DOCUMENT SECTION Start Marker
Skip to content
New issue

Have a question about this project? Sign up for a free GitHub account to open an issue and contact its maintainers and the community.

By clicking “Sign up for GitHub”, you agree to our terms of service and privacy statement. We’ll occasionally send you account related emails.

Already on GitHub? Sign in to your account

[Feature]: Support huggingface transformers LLM model #335

Closed
Zjq9409 opened this issue May 11, 2023 · 18 comments
Closed

[Feature]: Support huggingface transformers LLM model #335

Zjq9409 opened this issue May 11, 2023 · 18 comments

Comments

@Zjq9409
Copy link

Zjq9409 commented May 11, 2023

Is your feature request related to a problem? Please describe.

Can huggingface LLM model chat caching be support?

Describe the solution you'd like.

No response

Describe an alternate solution.

No response

Anything else? (Additional Context)

No response

@SimFG
Copy link
Collaborator

SimFG commented May 11, 2023

You can try to use the GPTCache api, a simple example like:

from gptcache.adapter.api import put, get, init_similar_cache

init_similar_cache()
put("hello", "foo")
print(get("hello"))

@Zjq9409
Copy link
Author

Zjq9409 commented May 11, 2023

Thank you for your prompt response. Is calling cache through LangChainLLMs encapsulating the hugging face model? GPTCache do not support Hugging Face Hub when reading the document.
DOCUMENT SECTION End Marker
▸ **PROBLEM SET**:
1 > Which names does the code snippet in the GitHub issue thread import from gptcache.adapter.api?
2 > Carry on the GitHub issue thread from its last comment.
DATA LISTING Start Marker
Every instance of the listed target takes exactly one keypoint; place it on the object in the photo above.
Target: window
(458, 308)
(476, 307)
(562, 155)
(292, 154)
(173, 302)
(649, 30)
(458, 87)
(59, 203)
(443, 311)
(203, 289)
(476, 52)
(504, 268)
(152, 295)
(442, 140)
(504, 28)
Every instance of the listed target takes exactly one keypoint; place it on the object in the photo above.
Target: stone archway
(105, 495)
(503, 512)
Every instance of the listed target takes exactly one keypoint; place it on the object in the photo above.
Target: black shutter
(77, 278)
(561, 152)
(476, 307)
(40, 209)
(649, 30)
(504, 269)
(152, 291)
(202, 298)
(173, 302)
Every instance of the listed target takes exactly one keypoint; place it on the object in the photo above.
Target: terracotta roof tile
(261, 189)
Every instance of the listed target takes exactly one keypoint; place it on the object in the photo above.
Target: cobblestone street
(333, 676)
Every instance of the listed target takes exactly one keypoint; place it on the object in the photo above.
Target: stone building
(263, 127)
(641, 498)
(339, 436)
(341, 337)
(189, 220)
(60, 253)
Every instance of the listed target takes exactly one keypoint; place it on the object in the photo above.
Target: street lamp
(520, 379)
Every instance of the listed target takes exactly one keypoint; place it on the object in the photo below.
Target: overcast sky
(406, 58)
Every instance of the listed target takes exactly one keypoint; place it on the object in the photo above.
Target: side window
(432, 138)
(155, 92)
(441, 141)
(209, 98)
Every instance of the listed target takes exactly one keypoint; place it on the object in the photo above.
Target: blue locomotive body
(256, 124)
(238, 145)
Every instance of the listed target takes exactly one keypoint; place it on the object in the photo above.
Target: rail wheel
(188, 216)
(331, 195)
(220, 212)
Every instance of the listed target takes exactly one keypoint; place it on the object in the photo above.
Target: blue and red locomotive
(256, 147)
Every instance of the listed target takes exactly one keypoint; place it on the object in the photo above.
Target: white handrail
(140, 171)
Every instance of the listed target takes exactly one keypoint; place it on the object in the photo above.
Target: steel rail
DATA LISTING End Marker
▸ **RESULTS**:
1 > put, get, init_similar_cache

2 >
image

@SimFG
Copy link
Collaborator

SimFG commented May 11, 2023

Yes, you can use the LangChainLLMs, like:

from gptcache.adapter.langchain_models import LangChainLLMs
from langchain.llms import OpenAI

langchain_openai = OpenAI(model_name="text-ada-001")
llm = LangChainLLMs(llm=langchain_openai)
answer = llm(prompt=question)

if you use the langchain, you can also use it like:

import langchain
from langchain.cache import GPTCache
from gptcache.adapter.api import init_similar_cache

langchain.llm_cache = GPTCache(init_func=lambda cache: init_similar_cache(cache_obj=cache))

@SimFG
Copy link
Collaborator

SimFG commented May 12, 2023

@Zjq9409 If there isn't other question, i will close the issue

@Zjq9409
Copy link
Author

Zjq9409 commented May 12, 2023

from langchain.llms import HuggingFacePipeline
from transformers import AutoTokenizer, AutoModelForCausalLM, pipeline, AutoModelForSeq2SeqLM
from langchain import PromptTemplate, HuggingFaceHub, LLMChain
from langchain.llms import OpenAI
from langchain import PromptTemplate

from gptcache.adapter.langchain_models import LangChainLLMs
from gptcache.manager import get_data_manager, CacheBase, VectorBase
from gptcache import Cache
from gptcache.embedding import Onnx
from gptcache.processor.pre import get_prompt
from gptcache.similarity_evaluation.distance import SearchDistanceEvaluation

import time
import os
from transformers import AutoModel, AutoTokenizer

os.environ['HUGGINGFACEHUB_API_TOKEN'] = ''
model_id = 'google/flan-t5-base'
tokenizer = AutoTokenizer.from_pretrained(model_id)
model = AutoModelForSeq2SeqLM.from_pretrained(model_id)
pipe = pipeline(
    "text2text-generation",
    model=model, 
    tokenizer=tokenizer, 
    max_length=100
)

local_llm = HuggingFacePipeline(pipeline=pipe)
llm_cache = Cache()
onnx = Onnx()
cache_base = CacheBase('sqlite')
vector_base = VectorBase('faiss', dimension=onnx.dimension)
data_manager = get_data_manager(cache_base, vector_base, max_size=10, clean_size=2)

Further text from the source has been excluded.